### Work request 1
Answer these from the Popper workflow tutorial:
(a) What is the workflow file called, and where is it created?
(b) Which utility does a default Alpine image lack?
(c) To what value is ports set for the notebook step?
### Work request 2
Please rewrite the Popper workflow tutorial between "Now, wrap this" and "shared between steps.", inclusive, with "exploratory work" changed to "early prototyping".
### Work request 3
According to the Popper workflow tutorial, why is the Python environment defined in a separate environment.yml file?

Your workflow should automate downloading or generating data to ensure that it uses the correct, up-to-date version of the data. In this example, you can download data with a simple shell script:

#!/bin/sh
cd $1

wget "https://s3.amazonaws.com/drivendata-prod/data/66/public/test_set_features.csv" --no-check-certificate
wget "https://s3.amazonaws.com/drivendata-prod/data/66/public/training_set_labels.csv" --no-check-certificate
wget "https://s3.amazonaws.com/drivendata-prod/data/66/public/training_set_features.csv" --no-check-certificate

echo "Files downloaded: $(ls)"

Now, wrap this step using a Popper workflow. In a new file wf.yml at the root of the folder,

steps:
- id: "dataset"
  uses: "docker://jacobcarlborg/docker-alpine-wget"
  args: ["src/get_data.sh", "data"]

Notes:

  • pick a Docker image that contains the necessary utilities. For instance, a default Alpine image does not include wget.

Using JupyterLab

This sections explains how to use Popper to launch Jupyter notebooks, which are a useful tool for exploratory work. Refactoring successful experiments into your final workflow is easier if you keep the software environment consistent between both, which you can do by defining a container shared between steps.

Some workflows will require multiple containers (and Dockerfiles), so it is good practice to organize these from the start in a seperate folder. In containers/, create this Dockerfile:

FROM continuumio/miniconda3:4.8.2
ENV PYTHONDONTWRITEBYTECODE=true 
# update conda environment with packages and clean up conda installation by removing 
# conda cache/package tarbarlls and python bytecode
COPY containers/environment.yml .
RUN conda env update -f environment.yml \
    && conda clean -afy \
    && find /opt/conda/ -follow -type f -name '*.pyc' -delete 
CMD [ "/bin/sh" ] 

Use a separate environment.yml file to define your Python environment. This avoids modifying the Dockerfile manually each time you need a new Python package. Create containers/environment.yml:

name: base
channels:
  - conda-forge
  - base
dependencies:
  - jupyterlab=1.0

To launch JupyterLab, first add a new step to your workflow in wf.yml

- id: "notebook"
  uses: "./containers/"
  args: ["jupyter", "--version"] 
  options: 
    ports: 
      8888/tcp: 8888

Notes:

  • uses is set to ./containers/ which tells Popper where to find the Dockerfile defining the container used for this step
  • ports is set to {8888/tcp: 8888} which is necessary for the host machine to connect to the Jupyter Lab server in the container

Next, in the local command line, execute the notebook step in interactive mode:

popper sh -f wf.yml notebook

Now, in the Docker container’s command line:

jupyter lab --ip 0.0.0.0 --no-browser --allow-root 

Skip this second step if you only need the shell interface.

### Recorded information
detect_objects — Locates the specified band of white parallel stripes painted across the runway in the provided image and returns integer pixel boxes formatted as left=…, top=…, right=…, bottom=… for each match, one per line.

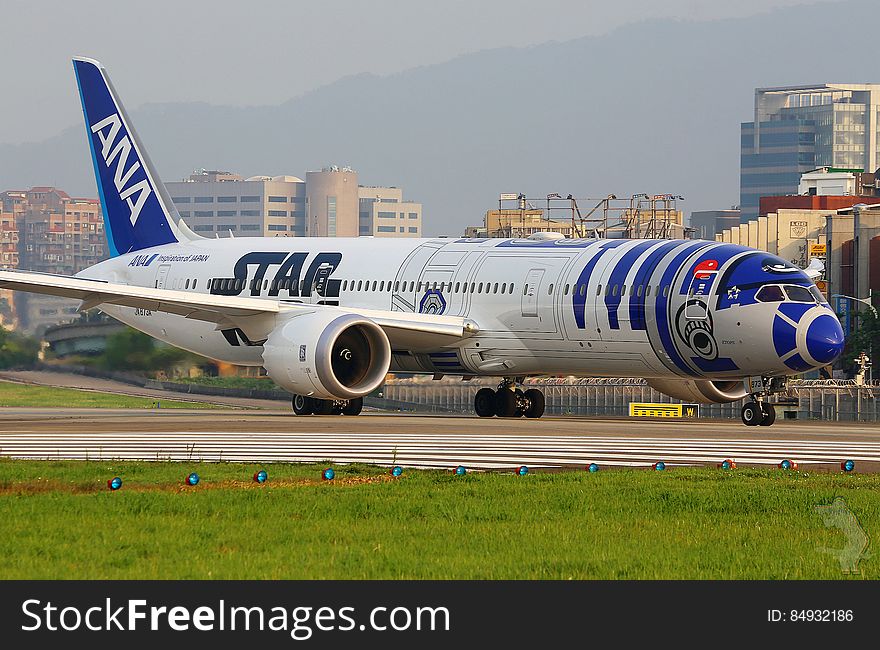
left=0, top=431, right=880, bottom=469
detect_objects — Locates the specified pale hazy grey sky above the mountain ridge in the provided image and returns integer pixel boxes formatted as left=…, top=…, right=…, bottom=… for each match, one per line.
left=0, top=0, right=828, bottom=143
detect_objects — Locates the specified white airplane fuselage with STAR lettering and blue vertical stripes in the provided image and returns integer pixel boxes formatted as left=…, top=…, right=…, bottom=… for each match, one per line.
left=80, top=237, right=840, bottom=379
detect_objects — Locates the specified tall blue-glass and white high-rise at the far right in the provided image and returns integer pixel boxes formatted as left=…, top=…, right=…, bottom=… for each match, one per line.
left=740, top=84, right=880, bottom=221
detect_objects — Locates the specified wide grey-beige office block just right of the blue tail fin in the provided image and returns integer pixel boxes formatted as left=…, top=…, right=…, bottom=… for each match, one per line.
left=165, top=171, right=306, bottom=237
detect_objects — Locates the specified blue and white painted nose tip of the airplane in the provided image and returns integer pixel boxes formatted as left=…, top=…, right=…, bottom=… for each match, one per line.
left=773, top=303, right=846, bottom=372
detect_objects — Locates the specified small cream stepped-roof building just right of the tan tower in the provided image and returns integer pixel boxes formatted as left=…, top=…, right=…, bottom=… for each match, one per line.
left=358, top=186, right=422, bottom=237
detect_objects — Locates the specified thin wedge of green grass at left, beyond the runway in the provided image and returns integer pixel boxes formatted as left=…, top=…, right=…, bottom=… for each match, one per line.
left=0, top=381, right=218, bottom=409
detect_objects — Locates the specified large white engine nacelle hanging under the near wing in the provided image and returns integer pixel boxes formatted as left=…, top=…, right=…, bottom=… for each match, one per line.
left=263, top=311, right=391, bottom=399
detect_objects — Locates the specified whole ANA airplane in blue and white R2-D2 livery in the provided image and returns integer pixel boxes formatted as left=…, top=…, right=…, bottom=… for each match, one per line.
left=0, top=57, right=845, bottom=426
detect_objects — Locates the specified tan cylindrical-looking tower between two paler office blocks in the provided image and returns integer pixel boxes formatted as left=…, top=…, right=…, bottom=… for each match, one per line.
left=306, top=165, right=359, bottom=237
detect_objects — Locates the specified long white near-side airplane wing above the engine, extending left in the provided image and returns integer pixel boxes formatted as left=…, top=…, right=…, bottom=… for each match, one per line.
left=0, top=270, right=478, bottom=349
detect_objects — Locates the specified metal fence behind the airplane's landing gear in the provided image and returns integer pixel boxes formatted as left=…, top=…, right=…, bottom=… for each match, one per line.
left=380, top=378, right=880, bottom=422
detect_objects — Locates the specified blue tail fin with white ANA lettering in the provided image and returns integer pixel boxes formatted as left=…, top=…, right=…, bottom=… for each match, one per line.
left=73, top=57, right=181, bottom=257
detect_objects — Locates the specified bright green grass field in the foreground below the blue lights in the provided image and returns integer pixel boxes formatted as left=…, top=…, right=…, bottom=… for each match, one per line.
left=0, top=460, right=880, bottom=579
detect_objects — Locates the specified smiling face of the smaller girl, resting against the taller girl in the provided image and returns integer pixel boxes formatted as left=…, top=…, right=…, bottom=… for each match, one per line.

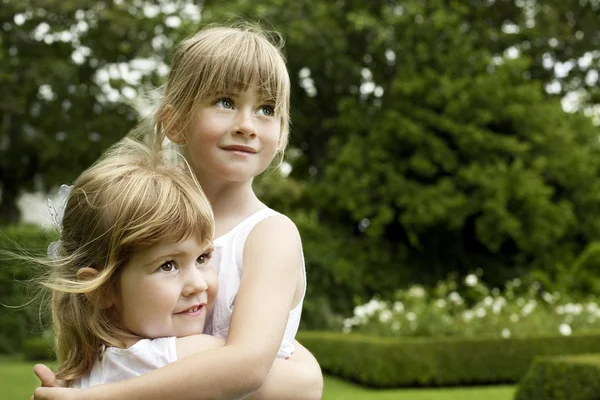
left=114, top=237, right=218, bottom=339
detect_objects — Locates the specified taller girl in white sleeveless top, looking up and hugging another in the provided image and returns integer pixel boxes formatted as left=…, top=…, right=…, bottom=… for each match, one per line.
left=35, top=27, right=322, bottom=400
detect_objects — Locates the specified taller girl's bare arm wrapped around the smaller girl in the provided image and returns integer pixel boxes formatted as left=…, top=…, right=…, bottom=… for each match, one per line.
left=36, top=216, right=302, bottom=400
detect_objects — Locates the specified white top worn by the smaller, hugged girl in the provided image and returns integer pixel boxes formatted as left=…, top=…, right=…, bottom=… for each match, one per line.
left=71, top=337, right=177, bottom=389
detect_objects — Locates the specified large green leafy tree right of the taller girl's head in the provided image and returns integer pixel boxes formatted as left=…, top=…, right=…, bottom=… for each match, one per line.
left=204, top=0, right=600, bottom=314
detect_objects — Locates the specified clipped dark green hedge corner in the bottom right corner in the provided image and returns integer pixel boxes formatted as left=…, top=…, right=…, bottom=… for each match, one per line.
left=515, top=354, right=600, bottom=400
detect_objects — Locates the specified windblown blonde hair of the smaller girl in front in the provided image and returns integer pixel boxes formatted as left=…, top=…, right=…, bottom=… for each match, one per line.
left=42, top=138, right=214, bottom=381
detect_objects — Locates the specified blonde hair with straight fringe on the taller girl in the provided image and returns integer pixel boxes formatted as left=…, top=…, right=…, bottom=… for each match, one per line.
left=134, top=23, right=290, bottom=160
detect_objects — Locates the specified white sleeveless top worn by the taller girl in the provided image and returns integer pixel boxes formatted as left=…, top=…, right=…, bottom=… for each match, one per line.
left=204, top=208, right=306, bottom=358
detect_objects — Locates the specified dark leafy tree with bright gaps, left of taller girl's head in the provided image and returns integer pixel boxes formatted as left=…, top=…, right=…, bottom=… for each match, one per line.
left=0, top=0, right=194, bottom=224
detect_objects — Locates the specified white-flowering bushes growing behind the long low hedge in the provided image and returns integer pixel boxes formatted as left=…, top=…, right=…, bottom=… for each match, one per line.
left=343, top=274, right=600, bottom=338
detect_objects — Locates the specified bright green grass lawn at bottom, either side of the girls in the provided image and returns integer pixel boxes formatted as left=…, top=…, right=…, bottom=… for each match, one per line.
left=0, top=358, right=515, bottom=400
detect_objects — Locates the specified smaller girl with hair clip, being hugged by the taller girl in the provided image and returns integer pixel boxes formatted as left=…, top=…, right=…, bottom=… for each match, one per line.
left=33, top=139, right=322, bottom=399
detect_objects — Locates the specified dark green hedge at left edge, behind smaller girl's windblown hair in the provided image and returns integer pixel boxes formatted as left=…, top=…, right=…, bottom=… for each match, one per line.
left=0, top=226, right=56, bottom=354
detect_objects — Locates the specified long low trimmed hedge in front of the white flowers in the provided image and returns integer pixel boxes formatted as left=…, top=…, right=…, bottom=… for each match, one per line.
left=297, top=331, right=600, bottom=388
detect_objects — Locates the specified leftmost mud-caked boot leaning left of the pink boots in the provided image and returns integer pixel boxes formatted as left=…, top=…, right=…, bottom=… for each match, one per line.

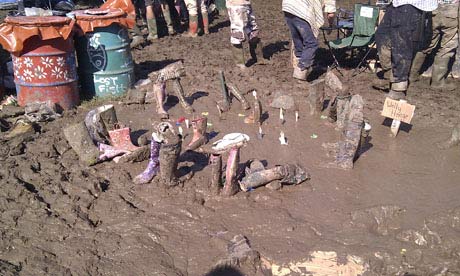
left=64, top=122, right=99, bottom=166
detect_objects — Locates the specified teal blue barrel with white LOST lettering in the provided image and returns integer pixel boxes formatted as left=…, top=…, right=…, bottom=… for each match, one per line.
left=76, top=10, right=134, bottom=98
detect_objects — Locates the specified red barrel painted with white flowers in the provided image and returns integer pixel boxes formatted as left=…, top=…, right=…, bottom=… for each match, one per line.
left=9, top=16, right=80, bottom=109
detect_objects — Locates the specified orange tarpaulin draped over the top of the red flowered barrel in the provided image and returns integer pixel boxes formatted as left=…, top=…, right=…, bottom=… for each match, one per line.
left=0, top=16, right=75, bottom=54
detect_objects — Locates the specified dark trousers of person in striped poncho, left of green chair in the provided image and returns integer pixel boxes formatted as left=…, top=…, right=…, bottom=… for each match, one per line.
left=284, top=12, right=318, bottom=70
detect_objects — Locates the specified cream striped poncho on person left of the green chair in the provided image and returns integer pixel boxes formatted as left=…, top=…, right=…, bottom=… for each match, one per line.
left=282, top=0, right=336, bottom=37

### Expected output 1
(a) It is called wf.yml and is created at the root of the folder.
(b) wget.
(c) {8888/tcp: 8888}.

### Expected output 2
Now, wrap this step using a Popper workflow. In a new file wf.yml at the root of the folder,

steps:
- id: "dataset"
  uses: "docker://jacobcarlborg/docker-alpine-wget"
  args: ["src/get_data.sh", "data"]

Notes:

  • pick a Docker image that contains the necessary utilities. For instance, a default Alpine image does not include wget.

Using JupyterLab

This sections explains how to use Popper to launch Jupyter notebooks, which are a useful tool for early prototyping. Refactoring successful experiments into your final workflow is easier if you keep the software environment consistent between both, which you can do by defining a container shared between steps.

### Expected output 3
A separate environment.yml file means the Dockerfile does not have to be edited by hand every time a new Python package is needed.